Problem statement | Only the lines from the line containing "Note to the class: indicate the silhouetted" through the final line of the entries should be printed, exactly as given, with the pictures left out.

Dataset excerpts |
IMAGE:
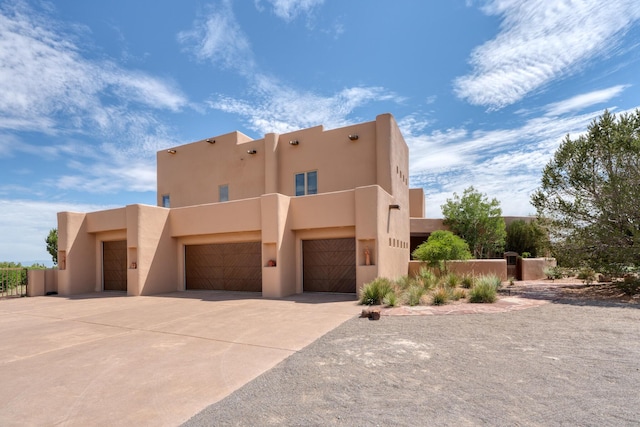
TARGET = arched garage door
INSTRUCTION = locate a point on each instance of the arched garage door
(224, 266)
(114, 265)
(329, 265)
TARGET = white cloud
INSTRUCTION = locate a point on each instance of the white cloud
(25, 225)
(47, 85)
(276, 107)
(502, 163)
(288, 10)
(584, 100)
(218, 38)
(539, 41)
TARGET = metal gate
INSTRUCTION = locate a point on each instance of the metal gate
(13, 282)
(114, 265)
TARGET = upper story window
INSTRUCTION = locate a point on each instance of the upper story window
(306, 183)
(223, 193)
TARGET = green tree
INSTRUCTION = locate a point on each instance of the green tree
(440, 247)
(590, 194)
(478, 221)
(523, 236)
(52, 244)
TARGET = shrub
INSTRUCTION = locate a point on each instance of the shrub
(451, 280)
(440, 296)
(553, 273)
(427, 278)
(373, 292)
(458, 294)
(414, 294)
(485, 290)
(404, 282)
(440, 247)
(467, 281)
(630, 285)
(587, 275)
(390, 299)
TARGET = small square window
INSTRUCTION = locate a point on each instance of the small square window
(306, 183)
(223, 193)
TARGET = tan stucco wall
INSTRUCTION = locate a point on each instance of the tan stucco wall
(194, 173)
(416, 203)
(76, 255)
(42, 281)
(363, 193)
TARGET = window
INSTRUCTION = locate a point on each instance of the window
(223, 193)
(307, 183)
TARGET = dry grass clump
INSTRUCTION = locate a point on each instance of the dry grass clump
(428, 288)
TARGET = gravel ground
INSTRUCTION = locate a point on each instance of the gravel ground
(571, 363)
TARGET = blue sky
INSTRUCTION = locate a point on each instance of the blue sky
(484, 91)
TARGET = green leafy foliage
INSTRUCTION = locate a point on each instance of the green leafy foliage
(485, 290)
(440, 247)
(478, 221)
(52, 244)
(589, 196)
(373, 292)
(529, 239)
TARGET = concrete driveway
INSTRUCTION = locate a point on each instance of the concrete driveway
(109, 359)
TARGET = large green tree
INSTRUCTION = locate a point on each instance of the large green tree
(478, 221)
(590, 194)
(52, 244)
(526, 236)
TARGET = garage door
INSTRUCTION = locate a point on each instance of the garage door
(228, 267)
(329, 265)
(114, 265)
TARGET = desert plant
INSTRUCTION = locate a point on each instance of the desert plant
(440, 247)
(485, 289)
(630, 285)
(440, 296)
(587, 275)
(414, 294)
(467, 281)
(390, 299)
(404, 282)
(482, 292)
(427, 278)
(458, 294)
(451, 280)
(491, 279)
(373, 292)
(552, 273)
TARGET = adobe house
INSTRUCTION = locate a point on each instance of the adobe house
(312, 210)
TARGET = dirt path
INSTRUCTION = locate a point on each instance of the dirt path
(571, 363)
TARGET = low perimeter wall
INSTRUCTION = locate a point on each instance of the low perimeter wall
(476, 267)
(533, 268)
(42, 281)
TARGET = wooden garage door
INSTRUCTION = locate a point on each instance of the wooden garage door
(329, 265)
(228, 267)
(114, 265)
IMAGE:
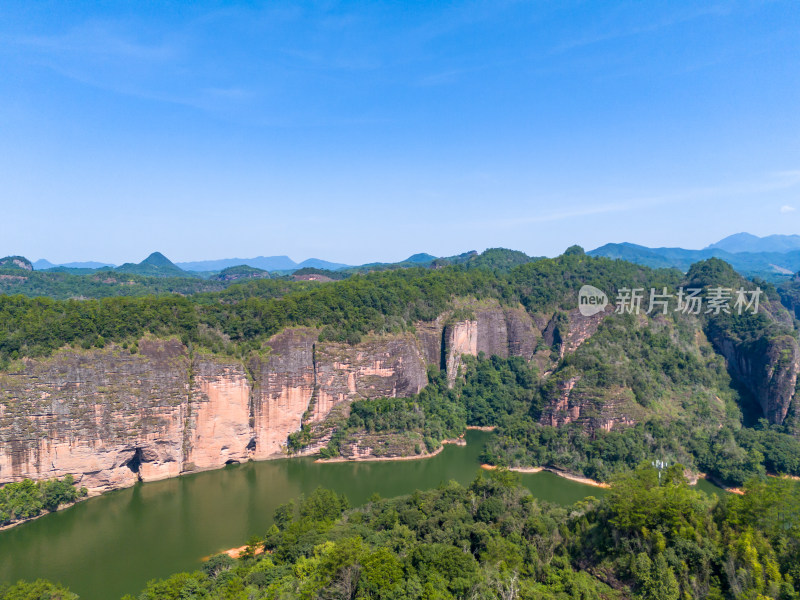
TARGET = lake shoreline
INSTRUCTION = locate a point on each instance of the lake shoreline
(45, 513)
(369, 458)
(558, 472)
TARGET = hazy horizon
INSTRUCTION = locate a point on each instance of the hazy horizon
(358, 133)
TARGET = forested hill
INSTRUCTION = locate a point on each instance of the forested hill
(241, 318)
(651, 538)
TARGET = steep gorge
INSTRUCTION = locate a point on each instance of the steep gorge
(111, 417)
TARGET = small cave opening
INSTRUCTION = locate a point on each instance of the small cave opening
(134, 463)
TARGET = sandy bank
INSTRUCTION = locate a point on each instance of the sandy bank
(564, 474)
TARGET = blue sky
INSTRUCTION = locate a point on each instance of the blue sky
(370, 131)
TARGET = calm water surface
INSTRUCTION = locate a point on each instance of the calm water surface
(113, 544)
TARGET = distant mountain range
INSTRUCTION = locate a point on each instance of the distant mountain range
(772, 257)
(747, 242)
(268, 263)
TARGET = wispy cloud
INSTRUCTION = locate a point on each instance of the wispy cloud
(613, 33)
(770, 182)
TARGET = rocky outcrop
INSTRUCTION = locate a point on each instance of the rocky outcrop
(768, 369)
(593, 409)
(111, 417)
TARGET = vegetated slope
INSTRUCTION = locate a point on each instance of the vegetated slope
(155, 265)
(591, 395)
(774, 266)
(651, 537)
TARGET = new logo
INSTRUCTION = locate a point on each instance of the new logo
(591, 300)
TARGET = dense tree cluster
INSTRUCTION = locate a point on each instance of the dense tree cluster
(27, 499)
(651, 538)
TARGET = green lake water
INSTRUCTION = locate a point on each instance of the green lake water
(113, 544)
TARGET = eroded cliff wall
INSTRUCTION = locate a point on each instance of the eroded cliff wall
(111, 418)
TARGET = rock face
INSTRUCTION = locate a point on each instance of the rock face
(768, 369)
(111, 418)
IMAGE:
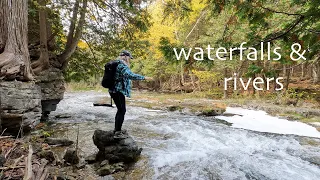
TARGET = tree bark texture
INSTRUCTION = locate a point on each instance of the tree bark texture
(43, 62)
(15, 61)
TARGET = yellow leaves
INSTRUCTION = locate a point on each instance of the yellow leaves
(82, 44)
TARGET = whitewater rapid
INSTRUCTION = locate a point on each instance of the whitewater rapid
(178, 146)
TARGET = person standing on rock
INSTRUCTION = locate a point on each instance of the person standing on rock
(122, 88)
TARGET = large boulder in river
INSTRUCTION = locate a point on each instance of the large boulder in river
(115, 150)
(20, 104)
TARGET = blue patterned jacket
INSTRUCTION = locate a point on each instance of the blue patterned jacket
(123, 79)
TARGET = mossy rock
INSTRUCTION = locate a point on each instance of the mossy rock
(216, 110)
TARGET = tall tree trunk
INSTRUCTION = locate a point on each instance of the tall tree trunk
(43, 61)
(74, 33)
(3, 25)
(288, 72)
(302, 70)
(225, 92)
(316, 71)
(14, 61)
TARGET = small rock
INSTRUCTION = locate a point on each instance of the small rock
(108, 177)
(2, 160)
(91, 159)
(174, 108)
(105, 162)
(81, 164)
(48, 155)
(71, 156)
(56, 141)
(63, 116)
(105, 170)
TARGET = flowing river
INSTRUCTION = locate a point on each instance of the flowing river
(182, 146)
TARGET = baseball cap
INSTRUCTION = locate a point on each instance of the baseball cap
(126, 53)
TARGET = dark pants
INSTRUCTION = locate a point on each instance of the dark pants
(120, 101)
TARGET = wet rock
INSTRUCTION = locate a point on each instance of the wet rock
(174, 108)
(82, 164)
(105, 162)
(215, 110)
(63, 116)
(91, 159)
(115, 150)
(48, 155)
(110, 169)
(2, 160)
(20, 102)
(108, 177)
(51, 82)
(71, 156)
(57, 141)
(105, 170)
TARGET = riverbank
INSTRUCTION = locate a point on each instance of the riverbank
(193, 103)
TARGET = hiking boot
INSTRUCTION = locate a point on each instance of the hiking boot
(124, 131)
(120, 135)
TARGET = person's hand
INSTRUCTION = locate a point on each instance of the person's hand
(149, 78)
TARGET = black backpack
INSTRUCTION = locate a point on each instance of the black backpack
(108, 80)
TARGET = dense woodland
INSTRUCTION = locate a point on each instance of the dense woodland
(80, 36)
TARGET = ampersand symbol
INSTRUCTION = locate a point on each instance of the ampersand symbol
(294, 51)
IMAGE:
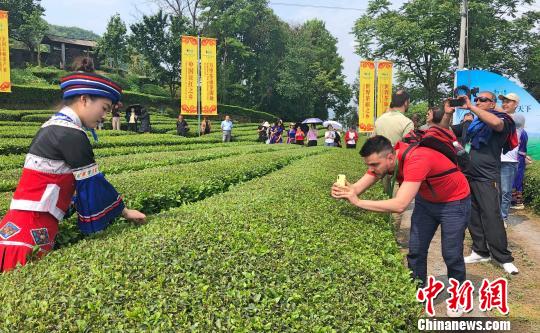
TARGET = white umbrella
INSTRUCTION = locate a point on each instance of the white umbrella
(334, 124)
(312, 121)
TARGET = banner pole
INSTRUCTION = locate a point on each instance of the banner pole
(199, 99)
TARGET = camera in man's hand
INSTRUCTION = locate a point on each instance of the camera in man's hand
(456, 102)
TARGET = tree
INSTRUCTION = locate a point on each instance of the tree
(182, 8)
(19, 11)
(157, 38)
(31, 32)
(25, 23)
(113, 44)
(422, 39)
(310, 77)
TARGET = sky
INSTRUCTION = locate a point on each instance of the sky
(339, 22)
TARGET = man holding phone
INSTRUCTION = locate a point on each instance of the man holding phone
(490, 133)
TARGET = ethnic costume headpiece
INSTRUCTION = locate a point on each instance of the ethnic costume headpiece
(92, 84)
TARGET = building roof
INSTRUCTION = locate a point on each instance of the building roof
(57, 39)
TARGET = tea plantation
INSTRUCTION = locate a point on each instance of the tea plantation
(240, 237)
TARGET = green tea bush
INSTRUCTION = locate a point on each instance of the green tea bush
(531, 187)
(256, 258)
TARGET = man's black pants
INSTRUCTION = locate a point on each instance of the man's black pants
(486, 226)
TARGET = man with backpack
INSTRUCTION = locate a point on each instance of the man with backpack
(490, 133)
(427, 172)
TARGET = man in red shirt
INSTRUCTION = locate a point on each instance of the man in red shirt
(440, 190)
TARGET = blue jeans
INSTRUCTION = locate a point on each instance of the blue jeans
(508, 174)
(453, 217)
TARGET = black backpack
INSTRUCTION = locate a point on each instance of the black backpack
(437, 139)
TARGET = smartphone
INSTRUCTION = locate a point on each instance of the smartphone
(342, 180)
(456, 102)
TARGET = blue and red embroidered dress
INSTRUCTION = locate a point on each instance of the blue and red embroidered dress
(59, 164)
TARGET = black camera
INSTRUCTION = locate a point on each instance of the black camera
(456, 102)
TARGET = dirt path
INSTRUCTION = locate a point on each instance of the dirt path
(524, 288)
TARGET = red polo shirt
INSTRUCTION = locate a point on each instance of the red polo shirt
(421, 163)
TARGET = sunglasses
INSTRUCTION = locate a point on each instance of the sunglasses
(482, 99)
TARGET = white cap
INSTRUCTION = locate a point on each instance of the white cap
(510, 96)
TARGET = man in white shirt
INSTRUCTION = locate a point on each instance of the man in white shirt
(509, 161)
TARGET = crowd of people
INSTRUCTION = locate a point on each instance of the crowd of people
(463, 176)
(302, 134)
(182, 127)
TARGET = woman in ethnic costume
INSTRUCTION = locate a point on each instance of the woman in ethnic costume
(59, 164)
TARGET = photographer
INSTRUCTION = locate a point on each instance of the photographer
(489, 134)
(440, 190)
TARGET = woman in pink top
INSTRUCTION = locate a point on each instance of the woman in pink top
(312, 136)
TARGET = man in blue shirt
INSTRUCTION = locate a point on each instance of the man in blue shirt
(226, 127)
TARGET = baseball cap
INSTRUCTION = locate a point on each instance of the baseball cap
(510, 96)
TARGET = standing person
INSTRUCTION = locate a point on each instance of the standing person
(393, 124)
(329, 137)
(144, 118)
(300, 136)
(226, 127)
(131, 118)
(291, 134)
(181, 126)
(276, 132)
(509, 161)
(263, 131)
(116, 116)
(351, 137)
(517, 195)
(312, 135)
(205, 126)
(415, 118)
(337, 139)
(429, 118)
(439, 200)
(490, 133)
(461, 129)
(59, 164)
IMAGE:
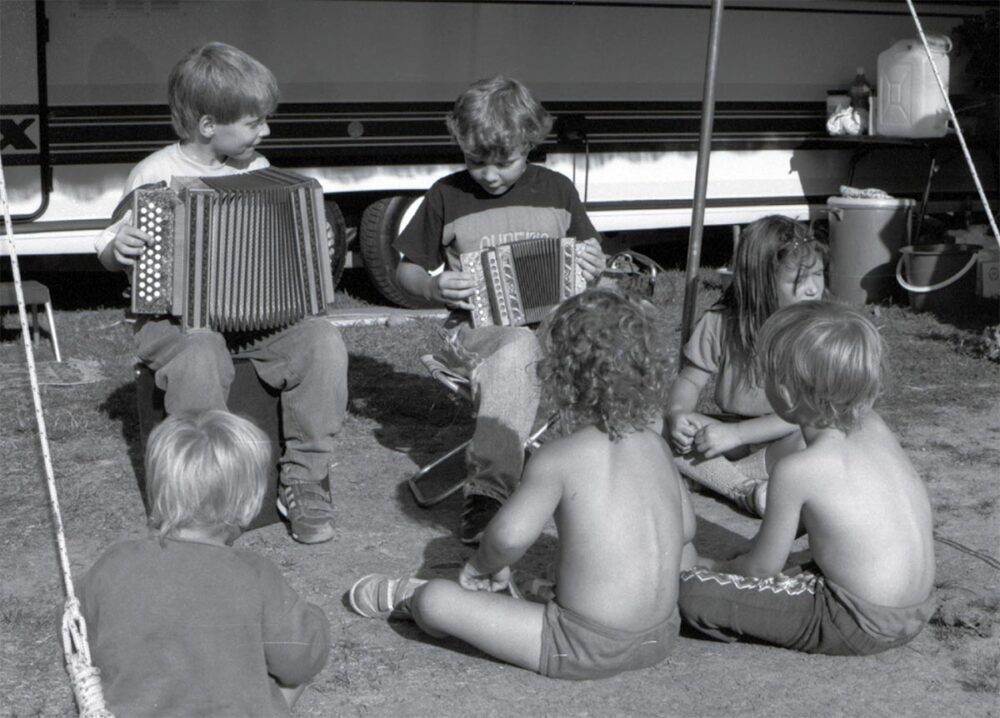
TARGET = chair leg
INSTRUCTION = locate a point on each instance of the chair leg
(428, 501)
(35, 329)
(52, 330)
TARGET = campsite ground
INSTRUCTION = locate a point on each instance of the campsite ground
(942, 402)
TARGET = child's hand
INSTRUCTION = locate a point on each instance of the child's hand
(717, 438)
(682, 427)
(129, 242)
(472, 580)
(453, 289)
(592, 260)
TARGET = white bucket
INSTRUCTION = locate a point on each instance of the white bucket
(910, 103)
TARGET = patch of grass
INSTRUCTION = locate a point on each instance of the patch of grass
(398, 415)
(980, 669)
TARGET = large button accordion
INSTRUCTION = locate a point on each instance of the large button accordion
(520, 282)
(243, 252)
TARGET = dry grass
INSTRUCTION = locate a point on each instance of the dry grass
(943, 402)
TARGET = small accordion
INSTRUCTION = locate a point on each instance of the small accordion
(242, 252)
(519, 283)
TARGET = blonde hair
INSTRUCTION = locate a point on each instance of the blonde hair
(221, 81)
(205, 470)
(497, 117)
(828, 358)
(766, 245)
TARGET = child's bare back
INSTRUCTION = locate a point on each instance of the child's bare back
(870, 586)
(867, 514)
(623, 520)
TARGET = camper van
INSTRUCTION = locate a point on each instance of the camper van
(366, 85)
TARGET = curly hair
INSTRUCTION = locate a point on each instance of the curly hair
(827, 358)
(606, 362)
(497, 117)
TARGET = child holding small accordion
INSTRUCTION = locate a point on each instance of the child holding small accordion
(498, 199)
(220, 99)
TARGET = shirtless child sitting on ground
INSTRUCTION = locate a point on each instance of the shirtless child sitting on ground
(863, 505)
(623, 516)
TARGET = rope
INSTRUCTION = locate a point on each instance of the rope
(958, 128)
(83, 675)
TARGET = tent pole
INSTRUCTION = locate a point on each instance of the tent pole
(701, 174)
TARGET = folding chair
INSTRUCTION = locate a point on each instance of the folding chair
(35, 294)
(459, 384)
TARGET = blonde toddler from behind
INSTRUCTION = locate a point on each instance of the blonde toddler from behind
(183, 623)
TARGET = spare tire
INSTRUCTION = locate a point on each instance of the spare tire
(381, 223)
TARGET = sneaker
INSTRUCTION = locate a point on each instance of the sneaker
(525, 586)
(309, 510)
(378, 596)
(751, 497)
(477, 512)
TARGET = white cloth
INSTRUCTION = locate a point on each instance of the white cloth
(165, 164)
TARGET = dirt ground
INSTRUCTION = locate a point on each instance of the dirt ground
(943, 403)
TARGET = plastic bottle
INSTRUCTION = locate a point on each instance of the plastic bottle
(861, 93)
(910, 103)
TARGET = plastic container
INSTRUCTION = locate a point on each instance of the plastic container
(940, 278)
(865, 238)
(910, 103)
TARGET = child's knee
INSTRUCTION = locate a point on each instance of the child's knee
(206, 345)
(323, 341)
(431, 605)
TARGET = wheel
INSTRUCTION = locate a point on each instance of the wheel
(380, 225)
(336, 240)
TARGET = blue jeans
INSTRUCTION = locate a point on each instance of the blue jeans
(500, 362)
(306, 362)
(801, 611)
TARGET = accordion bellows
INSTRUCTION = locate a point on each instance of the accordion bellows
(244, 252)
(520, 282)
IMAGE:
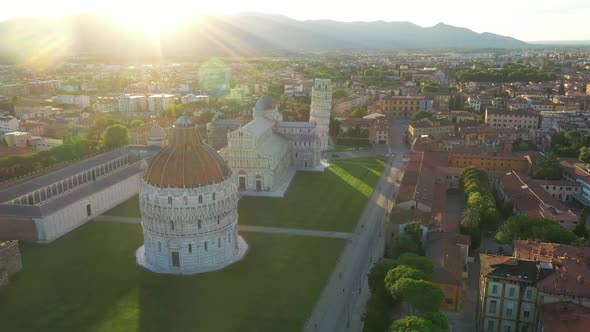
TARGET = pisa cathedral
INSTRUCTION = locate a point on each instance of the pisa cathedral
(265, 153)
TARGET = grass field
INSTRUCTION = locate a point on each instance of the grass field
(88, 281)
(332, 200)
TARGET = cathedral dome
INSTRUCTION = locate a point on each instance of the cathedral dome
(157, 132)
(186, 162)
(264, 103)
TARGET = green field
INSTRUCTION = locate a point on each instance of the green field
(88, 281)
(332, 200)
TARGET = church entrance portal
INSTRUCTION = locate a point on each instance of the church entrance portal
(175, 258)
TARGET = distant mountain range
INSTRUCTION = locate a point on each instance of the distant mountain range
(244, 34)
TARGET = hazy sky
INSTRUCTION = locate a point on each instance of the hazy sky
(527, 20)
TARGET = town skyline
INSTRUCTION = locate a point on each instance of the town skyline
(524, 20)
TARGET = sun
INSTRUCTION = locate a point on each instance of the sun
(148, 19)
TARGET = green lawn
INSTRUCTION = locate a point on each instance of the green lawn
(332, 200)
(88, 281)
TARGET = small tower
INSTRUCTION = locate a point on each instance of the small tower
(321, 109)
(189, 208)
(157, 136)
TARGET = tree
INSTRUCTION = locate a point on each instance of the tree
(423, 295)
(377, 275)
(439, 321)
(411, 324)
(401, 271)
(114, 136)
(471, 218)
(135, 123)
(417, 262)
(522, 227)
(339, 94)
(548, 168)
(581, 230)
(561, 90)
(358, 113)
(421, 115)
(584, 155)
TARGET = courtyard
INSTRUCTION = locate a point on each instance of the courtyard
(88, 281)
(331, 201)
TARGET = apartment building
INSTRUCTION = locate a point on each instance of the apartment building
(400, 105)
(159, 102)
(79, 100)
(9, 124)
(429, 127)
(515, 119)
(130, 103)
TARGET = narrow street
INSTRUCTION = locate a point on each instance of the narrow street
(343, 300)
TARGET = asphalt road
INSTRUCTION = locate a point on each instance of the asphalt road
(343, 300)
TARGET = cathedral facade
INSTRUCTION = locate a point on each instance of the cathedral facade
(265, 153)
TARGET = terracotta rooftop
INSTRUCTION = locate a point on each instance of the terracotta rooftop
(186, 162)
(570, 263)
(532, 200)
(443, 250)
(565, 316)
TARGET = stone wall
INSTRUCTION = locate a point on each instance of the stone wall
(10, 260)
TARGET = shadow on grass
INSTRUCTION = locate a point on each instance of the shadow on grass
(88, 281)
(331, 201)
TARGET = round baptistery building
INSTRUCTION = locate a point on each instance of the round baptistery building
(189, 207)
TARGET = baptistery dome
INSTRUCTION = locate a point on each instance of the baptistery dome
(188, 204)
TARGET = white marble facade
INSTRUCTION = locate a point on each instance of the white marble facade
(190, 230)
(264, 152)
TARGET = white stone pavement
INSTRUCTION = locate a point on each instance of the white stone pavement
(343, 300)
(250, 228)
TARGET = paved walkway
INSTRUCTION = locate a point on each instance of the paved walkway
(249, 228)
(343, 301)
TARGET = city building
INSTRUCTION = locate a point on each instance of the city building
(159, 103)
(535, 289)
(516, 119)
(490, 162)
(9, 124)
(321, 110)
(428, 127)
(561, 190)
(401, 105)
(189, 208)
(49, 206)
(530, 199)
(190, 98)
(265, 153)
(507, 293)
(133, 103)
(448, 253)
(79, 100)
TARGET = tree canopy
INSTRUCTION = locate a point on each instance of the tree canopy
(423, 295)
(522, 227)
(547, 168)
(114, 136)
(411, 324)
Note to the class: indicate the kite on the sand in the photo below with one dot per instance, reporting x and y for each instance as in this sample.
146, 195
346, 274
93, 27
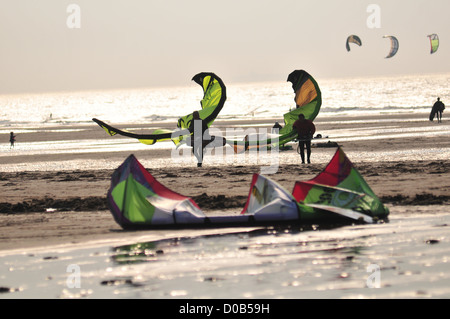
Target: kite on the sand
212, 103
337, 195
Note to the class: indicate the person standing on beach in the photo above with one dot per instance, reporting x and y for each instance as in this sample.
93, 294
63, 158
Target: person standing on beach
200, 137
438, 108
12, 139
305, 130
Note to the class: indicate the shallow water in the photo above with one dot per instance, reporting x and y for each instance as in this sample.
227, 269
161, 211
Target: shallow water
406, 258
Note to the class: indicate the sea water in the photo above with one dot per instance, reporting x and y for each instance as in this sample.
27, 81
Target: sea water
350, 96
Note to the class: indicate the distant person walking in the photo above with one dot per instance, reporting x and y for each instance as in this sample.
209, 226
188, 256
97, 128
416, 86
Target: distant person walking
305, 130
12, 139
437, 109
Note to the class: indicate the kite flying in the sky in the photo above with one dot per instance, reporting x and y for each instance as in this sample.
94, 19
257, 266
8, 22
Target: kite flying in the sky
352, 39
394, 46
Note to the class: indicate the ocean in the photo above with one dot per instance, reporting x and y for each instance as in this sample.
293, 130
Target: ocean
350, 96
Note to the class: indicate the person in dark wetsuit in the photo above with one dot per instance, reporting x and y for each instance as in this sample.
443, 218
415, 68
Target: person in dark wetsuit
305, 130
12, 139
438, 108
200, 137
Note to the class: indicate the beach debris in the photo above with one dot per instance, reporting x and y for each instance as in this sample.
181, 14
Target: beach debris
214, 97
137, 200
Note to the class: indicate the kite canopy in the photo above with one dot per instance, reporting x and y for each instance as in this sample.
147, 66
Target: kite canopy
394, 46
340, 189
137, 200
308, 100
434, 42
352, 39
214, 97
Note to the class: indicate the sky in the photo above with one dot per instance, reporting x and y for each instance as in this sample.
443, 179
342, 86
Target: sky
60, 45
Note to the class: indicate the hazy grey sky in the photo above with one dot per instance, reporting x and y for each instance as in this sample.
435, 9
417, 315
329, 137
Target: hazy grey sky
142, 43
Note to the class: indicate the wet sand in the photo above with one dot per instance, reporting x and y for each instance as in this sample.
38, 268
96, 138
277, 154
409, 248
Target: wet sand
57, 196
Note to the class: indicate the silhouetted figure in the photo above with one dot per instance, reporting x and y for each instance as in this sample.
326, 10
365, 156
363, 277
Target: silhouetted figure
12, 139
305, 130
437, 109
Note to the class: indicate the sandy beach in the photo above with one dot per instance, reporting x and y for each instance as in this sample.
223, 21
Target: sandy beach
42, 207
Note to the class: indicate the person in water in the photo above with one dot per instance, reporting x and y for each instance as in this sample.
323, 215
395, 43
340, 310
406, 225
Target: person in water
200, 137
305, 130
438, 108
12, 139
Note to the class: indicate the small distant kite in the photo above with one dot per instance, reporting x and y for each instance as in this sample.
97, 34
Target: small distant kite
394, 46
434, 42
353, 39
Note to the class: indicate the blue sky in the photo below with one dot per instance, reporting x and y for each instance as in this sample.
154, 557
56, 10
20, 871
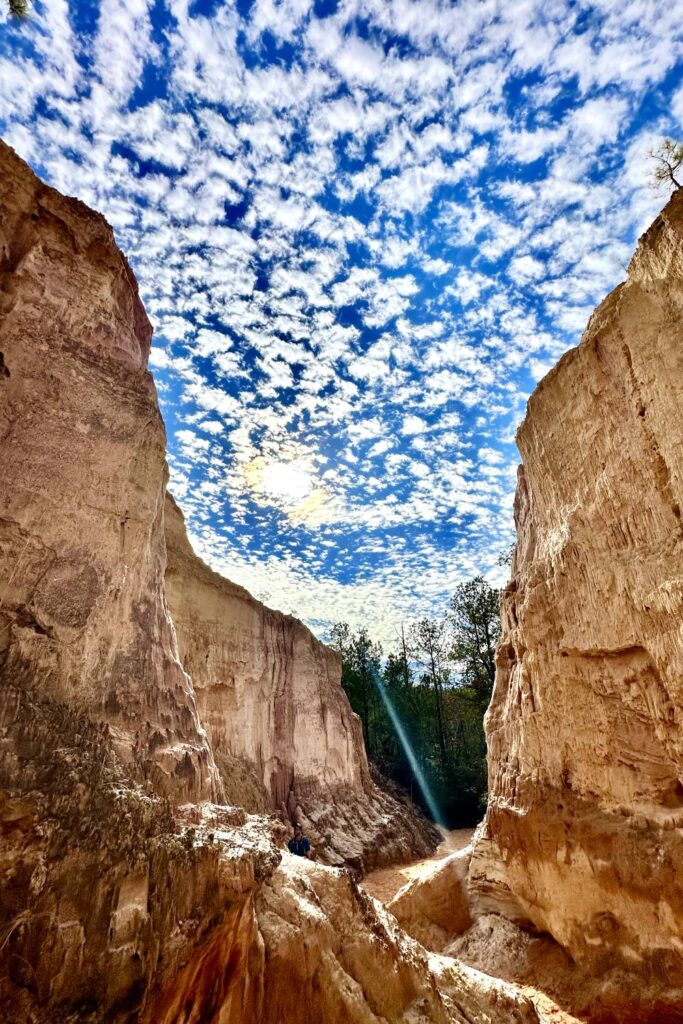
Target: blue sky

Result of the task |
Note to the class: indicate the silhouetted figure in the photo above with one dot per instance, reporting x and y for each instance as in this sample.
326, 10
365, 156
363, 277
Target: silhouetted figure
12, 139
305, 130
437, 109
Note to the class: indicate the sandy beach in the photo above with one dot per instance, reporting x and y for each instance as in this sample.
223, 21
Target: sandy beach
42, 207
Note to the class: indicate the person in water in the photo above with one dot per instance, reporting x and y for each instance as in this sample.
323, 215
395, 43
340, 310
406, 225
Target: person in water
200, 137
305, 130
438, 108
12, 139
Note to the class: indicate the small distant kite in the photo above with one dot per instance, reporting x and y for each instance as in this sample.
97, 34
Target: small distant kite
394, 46
434, 42
353, 39
Note to the class: indicate the blue sky in the photo below with one dot per instance, reporting x and y for each instance as in this sample.
154, 557
56, 10
20, 871
Target: blue sky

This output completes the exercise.